[START OF Data records]

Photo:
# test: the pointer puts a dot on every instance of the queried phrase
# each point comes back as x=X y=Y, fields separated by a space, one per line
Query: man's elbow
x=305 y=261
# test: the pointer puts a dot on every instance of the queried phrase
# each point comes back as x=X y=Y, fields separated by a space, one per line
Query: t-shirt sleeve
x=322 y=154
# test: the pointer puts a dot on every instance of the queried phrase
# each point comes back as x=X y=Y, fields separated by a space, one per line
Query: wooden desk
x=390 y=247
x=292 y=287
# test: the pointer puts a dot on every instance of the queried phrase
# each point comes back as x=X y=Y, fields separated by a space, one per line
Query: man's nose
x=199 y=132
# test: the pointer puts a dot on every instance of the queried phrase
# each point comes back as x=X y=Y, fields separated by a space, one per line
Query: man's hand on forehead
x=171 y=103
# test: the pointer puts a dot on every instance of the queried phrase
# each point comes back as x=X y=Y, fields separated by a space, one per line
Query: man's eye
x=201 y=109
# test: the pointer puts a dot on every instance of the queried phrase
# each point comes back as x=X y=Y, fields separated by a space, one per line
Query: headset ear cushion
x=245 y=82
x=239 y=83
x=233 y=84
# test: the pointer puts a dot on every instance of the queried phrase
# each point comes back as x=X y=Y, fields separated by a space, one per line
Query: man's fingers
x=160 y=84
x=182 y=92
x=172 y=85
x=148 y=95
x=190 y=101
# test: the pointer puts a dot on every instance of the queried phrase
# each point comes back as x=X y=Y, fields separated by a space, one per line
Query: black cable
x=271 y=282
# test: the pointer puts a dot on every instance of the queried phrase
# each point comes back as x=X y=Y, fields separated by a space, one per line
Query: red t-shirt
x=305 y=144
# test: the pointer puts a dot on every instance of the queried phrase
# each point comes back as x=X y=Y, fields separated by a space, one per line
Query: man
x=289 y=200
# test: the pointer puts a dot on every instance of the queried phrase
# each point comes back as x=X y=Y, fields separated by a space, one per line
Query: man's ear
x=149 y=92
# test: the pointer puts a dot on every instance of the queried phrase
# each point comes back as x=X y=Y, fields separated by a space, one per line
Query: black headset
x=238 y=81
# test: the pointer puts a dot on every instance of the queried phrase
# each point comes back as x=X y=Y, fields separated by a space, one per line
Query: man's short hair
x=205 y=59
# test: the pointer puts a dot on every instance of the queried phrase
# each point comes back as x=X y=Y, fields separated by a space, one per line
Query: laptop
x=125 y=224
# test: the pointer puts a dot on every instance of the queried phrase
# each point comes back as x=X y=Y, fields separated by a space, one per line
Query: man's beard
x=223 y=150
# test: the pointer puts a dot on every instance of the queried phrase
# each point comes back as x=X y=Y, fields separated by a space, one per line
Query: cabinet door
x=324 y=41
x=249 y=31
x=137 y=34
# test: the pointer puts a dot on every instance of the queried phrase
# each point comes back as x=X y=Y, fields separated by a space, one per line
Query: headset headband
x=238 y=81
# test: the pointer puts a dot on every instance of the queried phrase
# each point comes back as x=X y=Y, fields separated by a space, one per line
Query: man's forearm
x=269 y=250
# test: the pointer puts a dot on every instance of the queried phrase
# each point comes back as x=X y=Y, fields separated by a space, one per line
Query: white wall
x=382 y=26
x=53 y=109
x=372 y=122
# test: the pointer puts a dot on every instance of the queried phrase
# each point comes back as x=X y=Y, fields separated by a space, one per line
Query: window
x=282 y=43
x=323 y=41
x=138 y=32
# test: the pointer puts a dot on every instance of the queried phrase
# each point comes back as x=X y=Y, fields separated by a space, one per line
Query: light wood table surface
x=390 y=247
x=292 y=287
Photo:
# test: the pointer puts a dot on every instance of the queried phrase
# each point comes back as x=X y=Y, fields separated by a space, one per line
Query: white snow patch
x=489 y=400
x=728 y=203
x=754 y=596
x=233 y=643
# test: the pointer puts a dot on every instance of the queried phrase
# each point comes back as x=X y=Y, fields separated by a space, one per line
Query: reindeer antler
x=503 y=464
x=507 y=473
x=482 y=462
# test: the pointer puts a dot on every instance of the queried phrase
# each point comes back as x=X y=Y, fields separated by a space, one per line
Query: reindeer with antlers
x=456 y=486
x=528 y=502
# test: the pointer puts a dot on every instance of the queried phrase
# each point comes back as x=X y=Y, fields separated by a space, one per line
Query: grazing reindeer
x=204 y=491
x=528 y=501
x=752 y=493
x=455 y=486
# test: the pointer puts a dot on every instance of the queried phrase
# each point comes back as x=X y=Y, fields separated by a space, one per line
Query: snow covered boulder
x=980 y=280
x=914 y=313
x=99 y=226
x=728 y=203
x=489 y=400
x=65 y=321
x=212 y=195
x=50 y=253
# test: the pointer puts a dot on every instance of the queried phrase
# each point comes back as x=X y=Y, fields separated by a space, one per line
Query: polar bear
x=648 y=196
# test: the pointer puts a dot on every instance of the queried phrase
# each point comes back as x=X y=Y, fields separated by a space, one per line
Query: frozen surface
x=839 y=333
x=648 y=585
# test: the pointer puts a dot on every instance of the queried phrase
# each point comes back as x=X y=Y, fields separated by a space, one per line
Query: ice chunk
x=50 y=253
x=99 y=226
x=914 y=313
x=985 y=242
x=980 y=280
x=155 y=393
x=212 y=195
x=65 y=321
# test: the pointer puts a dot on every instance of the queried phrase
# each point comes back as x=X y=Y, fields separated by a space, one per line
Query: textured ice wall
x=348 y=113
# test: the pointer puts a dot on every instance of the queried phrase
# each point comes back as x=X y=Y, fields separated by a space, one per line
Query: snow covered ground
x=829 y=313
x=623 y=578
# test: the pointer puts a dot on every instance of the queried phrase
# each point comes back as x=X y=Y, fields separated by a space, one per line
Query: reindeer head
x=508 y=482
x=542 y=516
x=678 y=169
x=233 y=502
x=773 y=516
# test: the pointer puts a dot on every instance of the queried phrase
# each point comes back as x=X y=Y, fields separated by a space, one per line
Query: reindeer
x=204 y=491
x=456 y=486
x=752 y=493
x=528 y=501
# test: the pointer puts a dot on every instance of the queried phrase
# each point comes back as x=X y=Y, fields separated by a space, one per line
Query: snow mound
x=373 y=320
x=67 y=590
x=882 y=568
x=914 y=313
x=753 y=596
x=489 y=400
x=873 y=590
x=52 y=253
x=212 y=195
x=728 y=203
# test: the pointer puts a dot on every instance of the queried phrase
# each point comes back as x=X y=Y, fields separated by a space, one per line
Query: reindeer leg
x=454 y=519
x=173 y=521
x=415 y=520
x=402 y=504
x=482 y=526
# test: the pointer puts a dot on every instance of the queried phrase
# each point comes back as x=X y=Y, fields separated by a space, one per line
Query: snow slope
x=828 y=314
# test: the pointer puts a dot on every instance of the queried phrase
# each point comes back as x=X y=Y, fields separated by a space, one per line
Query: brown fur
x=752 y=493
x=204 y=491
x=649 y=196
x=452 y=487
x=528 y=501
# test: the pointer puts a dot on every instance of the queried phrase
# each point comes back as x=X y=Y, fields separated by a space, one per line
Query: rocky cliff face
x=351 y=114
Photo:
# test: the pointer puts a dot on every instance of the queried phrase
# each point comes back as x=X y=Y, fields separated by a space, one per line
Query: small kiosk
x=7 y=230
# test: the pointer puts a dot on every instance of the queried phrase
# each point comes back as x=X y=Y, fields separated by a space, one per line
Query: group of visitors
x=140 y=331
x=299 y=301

[END OF Data records]

What you should do: Reproduce the material from its first line through the line containing "x=271 y=282", both included, and stop there. Keep every line unchanged except the coordinates, where each x and y value is offset by 19.

Correct result:
Photo:
# test: the pointer puts a dot on every instance of the queried phrase
# each point comes back as x=X y=Y, fields separated by a space, one per line
Query: man's elbow
x=324 y=280
# test: the pointer puts a dot on every instance of the queried phrase
# each point comes back as x=X y=Y, fields separated by a space, one per line
Query: t-shirt sleeve
x=341 y=173
# test: the pointer puts a dot on every instance of the queried phrase
# each point comes back as x=X y=Y, fields separated by a space, one per line
Query: wooden desk
x=409 y=266
x=311 y=306
# test: the pointer puts a dot on every instance of the queried phrase
# each point comes back as x=X y=Y, fields separated by a space, one per line
Query: man's nose
x=218 y=151
# test: the pointer puts a dot on every instance of the queried phrase
# each point comes back as x=X y=Y, fields separated by a space, one per line
Query: man's hand on forehead
x=190 y=122
# test: the pointer puts a dot on every instance of the queried phrase
# each point comes back as x=X y=Y, fields separated by a space, one per line
Query: man's eye
x=220 y=128
# test: the pointer puts a dot on every instance of the queried phrase
# each point comes back as x=X y=Y, fields separated by a space, one per line
Query: headset ear cushion
x=264 y=101
x=258 y=102
x=252 y=103
# test: the pointer puts a dot on every instance of the queried phrase
# each point comes back as x=X y=Y, fields separated by a space, one per line
Query: man's fingers
x=179 y=103
x=201 y=111
x=191 y=104
x=167 y=114
x=209 y=120
# test: the pointer puts a dot on every instance of the queried phrase
# each point comes back as x=X y=Y, fields separated by a space, one per line
Query: black cable
x=290 y=301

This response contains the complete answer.